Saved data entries
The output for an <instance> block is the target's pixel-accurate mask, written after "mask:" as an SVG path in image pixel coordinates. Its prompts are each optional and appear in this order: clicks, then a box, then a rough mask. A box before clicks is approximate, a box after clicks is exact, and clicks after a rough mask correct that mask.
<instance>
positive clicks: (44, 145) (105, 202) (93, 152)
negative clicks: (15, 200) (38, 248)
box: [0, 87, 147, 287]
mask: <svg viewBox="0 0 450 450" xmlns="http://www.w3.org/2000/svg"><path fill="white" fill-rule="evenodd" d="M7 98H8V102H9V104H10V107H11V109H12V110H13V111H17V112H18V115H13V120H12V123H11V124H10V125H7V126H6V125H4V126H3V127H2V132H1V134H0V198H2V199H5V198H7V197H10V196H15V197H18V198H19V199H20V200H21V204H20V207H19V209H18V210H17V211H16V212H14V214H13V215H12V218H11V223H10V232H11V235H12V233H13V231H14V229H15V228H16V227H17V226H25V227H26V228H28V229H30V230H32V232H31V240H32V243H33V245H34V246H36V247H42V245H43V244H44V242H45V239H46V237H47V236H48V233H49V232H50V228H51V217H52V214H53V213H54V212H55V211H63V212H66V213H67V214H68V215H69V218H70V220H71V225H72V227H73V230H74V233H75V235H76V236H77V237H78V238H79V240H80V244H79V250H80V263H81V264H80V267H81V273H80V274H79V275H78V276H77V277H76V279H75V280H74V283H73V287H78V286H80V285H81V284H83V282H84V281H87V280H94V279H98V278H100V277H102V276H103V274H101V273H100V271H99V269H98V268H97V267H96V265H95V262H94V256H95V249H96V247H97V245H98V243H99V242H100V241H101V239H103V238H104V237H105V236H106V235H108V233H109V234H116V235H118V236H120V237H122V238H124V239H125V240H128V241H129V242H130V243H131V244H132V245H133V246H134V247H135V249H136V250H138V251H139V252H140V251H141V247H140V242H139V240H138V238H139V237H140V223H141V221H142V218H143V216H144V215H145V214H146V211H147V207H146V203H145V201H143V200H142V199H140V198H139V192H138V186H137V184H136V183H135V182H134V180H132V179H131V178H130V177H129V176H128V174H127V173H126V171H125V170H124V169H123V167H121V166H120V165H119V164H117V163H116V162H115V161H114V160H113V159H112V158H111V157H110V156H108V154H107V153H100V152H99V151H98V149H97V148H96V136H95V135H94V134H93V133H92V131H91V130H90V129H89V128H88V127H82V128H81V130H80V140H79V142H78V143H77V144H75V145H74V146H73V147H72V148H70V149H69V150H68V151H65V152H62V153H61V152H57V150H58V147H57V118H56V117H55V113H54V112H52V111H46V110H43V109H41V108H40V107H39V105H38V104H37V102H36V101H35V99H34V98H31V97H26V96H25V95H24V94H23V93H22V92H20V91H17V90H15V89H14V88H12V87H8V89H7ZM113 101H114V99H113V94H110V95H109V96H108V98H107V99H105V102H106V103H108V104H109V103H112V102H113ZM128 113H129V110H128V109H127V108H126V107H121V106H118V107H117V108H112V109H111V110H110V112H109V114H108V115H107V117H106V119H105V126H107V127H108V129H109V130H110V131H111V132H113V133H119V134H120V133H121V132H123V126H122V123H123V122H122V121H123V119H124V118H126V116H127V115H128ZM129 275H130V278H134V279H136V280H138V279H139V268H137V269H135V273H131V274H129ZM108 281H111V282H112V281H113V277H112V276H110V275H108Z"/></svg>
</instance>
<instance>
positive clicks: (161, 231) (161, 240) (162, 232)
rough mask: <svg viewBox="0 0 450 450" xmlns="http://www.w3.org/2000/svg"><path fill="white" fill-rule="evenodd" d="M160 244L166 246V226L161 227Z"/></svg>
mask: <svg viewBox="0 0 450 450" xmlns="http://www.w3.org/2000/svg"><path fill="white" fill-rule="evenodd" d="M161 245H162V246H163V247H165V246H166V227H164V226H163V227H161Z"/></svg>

### [PROBLEM TO WORK ON]
Copy every record exactly, leaving each line intact.

### [SOLUTION FOR THIS PROBLEM]
The output for an <instance> block is the target's pixel-accurate mask, written after "mask:" as an SVG path in image pixel coordinates. Its prompts are each optional and appear in this order: clicks, then a box, then a rough mask. A box before clicks is approximate, a box after clicks is exact, and clicks after a rough mask correct that mask.
<instance>
positive clicks: (44, 145) (105, 202) (93, 152)
negative clicks: (15, 200) (38, 248)
box: [0, 87, 147, 287]
mask: <svg viewBox="0 0 450 450" xmlns="http://www.w3.org/2000/svg"><path fill="white" fill-rule="evenodd" d="M7 98H8V102H9V104H10V107H11V109H12V110H13V111H17V112H18V115H13V120H12V123H11V124H10V125H7V126H6V125H4V126H3V127H2V132H1V134H0V198H2V199H5V198H7V197H10V196H15V197H18V198H19V199H20V200H21V204H20V207H19V209H18V210H17V211H16V212H14V214H13V215H12V218H11V223H10V232H11V235H12V233H13V231H14V229H15V228H16V227H17V226H25V227H26V228H28V229H30V230H32V232H31V240H32V243H33V245H34V246H36V247H42V245H43V244H44V242H45V239H46V237H47V236H48V233H49V232H50V228H51V217H52V214H53V213H54V212H55V211H63V212H66V213H67V214H68V215H69V218H70V220H71V225H72V227H73V230H74V233H75V235H76V236H77V237H78V238H79V240H80V244H79V250H80V263H81V264H80V267H81V273H80V274H79V275H78V276H77V277H76V279H75V280H74V283H73V287H78V286H80V285H81V284H83V282H84V281H87V280H94V279H98V278H100V277H102V276H103V274H101V273H100V271H99V269H98V268H97V267H96V265H95V262H94V256H95V249H96V247H97V245H98V243H99V242H100V241H101V239H103V238H104V237H105V236H106V235H108V233H109V234H116V235H118V236H120V237H122V238H124V239H125V240H128V241H129V242H130V243H131V244H132V245H133V246H134V247H135V249H136V250H138V251H139V252H140V251H141V247H140V242H139V240H138V238H139V237H140V223H141V221H142V218H143V216H144V215H145V214H146V211H147V207H146V203H145V201H143V200H142V199H140V198H139V192H138V186H137V184H136V183H135V182H134V180H132V179H131V178H130V177H129V176H128V174H127V173H126V171H125V170H124V169H123V167H121V166H120V165H119V164H117V163H116V162H115V161H114V160H113V159H112V158H111V157H110V156H108V154H107V153H100V152H99V151H98V149H97V148H96V136H95V135H94V134H93V133H92V131H91V130H90V129H89V128H88V127H82V128H81V130H80V140H79V142H78V143H77V144H75V145H74V146H73V147H72V148H70V149H69V150H68V151H65V152H62V153H61V152H57V150H58V147H57V118H56V117H55V113H54V112H52V111H46V110H43V109H41V108H40V107H39V105H38V104H37V102H36V101H35V99H34V98H31V97H26V96H25V95H24V94H23V93H22V92H20V91H17V90H15V89H14V88H12V87H8V89H7ZM113 101H114V99H113V94H110V95H109V96H108V98H107V99H105V102H106V103H108V104H109V103H112V102H113ZM128 113H129V110H128V109H127V108H126V107H121V106H118V107H117V108H112V109H111V110H110V112H109V114H108V115H107V117H106V119H105V126H107V127H108V129H109V130H110V131H111V132H113V133H119V134H120V133H121V132H123V126H122V123H123V122H122V121H123V119H124V118H126V116H127V115H128ZM129 275H130V278H134V279H136V280H138V279H139V268H137V269H135V273H131V274H129ZM108 281H111V282H112V281H113V277H112V276H110V275H108Z"/></svg>
</instance>
<instance>
positive clicks: (161, 231) (161, 240) (162, 232)
rough mask: <svg viewBox="0 0 450 450" xmlns="http://www.w3.org/2000/svg"><path fill="white" fill-rule="evenodd" d="M160 244L166 246V226L161 227Z"/></svg>
mask: <svg viewBox="0 0 450 450" xmlns="http://www.w3.org/2000/svg"><path fill="white" fill-rule="evenodd" d="M161 245H162V246H163V247H165V246H166V227H164V226H163V227H161Z"/></svg>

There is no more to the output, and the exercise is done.